Photo-based referring expression data
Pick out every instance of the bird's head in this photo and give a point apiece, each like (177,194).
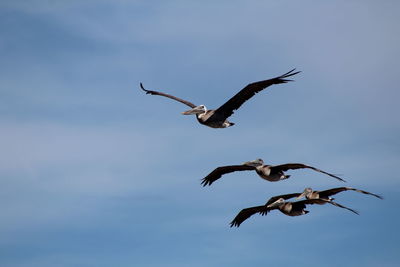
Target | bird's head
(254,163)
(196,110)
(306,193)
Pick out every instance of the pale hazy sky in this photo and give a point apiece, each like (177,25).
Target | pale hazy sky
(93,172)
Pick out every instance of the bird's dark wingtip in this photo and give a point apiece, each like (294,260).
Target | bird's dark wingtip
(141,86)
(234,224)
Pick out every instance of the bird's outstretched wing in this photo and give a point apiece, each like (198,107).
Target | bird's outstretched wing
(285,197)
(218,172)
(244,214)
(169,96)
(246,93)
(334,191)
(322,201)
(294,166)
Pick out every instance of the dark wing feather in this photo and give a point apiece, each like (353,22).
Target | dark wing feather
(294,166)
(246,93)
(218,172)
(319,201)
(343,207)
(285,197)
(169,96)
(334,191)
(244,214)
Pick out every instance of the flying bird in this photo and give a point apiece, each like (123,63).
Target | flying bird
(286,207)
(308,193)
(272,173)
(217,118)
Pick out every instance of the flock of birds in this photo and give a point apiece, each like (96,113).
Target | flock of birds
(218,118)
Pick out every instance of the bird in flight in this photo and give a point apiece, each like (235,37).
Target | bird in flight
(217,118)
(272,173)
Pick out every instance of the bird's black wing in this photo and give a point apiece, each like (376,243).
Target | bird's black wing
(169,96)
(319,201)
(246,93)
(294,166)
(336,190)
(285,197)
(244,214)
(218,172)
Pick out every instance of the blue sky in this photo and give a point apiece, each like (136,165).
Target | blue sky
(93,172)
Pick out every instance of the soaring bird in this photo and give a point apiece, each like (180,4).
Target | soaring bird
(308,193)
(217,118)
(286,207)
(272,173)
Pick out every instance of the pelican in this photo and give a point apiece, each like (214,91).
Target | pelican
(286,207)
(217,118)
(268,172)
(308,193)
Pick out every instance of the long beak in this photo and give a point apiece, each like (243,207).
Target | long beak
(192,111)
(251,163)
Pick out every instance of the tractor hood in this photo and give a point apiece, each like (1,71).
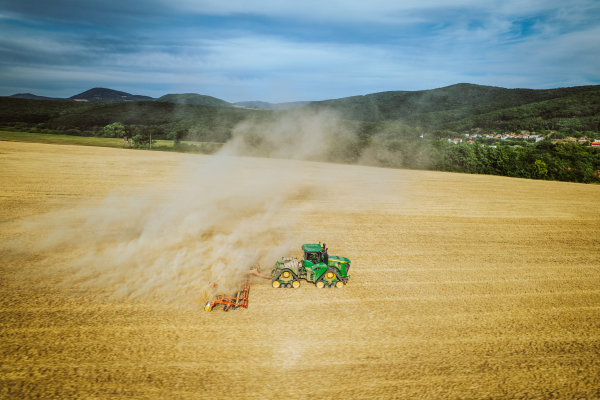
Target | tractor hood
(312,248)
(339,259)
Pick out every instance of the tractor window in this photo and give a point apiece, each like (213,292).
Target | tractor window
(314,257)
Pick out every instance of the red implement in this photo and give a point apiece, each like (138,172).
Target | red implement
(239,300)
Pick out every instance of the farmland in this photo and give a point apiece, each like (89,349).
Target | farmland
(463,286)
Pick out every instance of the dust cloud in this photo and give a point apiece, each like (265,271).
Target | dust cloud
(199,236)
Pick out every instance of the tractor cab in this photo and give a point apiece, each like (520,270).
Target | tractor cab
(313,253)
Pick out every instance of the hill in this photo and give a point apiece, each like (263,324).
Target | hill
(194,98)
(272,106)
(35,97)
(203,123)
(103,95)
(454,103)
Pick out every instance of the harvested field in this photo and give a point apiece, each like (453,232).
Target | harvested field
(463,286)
==
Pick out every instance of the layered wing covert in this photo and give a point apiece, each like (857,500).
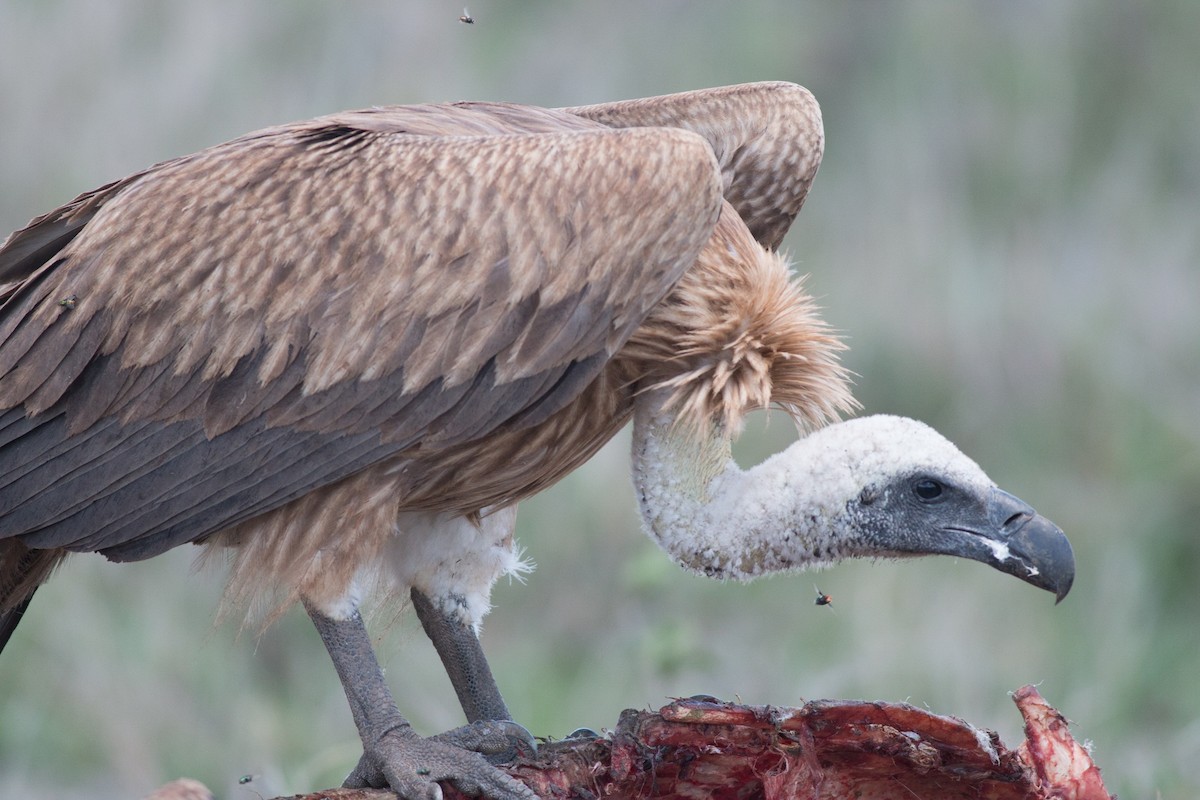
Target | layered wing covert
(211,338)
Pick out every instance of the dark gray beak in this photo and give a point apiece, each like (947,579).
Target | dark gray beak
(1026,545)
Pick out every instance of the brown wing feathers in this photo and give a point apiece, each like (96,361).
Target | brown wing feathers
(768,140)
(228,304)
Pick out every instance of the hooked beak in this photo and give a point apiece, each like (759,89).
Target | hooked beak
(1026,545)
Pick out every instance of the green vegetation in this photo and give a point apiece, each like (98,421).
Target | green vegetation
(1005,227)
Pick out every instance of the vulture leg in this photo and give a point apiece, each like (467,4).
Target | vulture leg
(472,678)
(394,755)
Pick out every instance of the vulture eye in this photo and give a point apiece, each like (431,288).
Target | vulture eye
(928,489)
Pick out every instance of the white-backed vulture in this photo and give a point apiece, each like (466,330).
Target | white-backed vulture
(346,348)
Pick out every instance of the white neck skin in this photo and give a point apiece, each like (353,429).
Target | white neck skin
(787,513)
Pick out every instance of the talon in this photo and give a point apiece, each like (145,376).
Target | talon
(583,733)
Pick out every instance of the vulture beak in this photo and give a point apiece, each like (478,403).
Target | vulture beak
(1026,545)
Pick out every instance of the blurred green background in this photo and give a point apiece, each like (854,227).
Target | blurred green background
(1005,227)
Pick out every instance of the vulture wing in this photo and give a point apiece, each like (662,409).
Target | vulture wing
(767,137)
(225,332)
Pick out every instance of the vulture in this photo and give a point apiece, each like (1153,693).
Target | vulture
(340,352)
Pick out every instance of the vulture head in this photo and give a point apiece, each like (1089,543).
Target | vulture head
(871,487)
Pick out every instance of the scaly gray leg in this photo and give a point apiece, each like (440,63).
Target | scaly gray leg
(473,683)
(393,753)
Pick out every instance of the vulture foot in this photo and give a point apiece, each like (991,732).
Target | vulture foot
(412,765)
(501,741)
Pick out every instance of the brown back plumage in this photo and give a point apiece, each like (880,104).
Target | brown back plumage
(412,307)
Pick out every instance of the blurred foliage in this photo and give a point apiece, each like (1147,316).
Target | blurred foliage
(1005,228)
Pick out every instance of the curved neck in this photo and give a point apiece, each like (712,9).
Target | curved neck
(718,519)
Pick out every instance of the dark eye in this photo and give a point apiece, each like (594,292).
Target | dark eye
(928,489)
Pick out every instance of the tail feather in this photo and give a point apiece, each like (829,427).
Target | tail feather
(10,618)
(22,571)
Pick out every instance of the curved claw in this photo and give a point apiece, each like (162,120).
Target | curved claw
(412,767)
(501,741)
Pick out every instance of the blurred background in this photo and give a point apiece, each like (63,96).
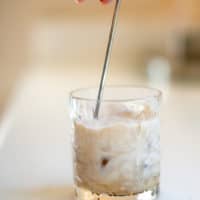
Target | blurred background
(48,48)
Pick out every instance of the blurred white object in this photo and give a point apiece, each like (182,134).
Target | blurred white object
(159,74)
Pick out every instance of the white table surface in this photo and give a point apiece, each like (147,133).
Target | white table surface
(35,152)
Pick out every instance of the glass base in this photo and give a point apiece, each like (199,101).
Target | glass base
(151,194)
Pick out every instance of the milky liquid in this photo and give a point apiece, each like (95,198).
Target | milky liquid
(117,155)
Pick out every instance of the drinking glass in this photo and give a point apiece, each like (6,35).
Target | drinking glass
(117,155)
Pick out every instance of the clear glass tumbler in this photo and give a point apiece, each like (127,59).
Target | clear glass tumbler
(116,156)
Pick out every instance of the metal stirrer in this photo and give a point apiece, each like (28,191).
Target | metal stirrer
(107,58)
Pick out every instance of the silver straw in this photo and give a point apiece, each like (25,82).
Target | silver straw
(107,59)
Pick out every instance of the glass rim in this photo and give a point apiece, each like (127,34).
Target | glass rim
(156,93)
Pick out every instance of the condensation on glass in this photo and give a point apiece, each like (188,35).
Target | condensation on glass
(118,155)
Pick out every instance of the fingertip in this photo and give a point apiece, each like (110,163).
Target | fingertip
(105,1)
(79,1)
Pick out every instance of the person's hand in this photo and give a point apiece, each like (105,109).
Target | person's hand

» **Activity**: Please return the lines above that run from the line containing "Target | fingertip" to the line containing "Target | person's hand", inclusive, exactly and with no other lines.

» **Output for this exercise**:
Target | fingertip
(105,1)
(79,1)
Pick out every instance of the person's hand in this photo and give a point apiece, each like (105,109).
Target | person's hand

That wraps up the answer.